TRY IT =>
How many lines in these entries contain the string "Subject"? Reply with the number alone.

TASK INPUT =>
——————————

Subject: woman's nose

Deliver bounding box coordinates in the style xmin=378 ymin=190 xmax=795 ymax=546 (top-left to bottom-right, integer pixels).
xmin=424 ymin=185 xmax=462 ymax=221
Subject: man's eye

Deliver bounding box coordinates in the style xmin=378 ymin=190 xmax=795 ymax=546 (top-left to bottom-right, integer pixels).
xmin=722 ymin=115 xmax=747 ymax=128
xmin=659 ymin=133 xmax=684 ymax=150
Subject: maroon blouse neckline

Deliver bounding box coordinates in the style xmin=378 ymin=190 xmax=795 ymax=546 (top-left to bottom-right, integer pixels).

——————————

TASK ANSWER =>
3